* _EXERCISE REQUIREMENTS_: These entries must be printed again exactly as they are.

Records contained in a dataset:
::::::::

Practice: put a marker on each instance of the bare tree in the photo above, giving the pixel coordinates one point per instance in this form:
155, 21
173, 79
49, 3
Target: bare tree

::::::::

* _EXPECTED ANSWER_:
Practice: put a marker on each instance of the bare tree in the photo above, giving the pixel coordinates one point per instance in this form:
155, 21
173, 79
49, 3
Target: bare tree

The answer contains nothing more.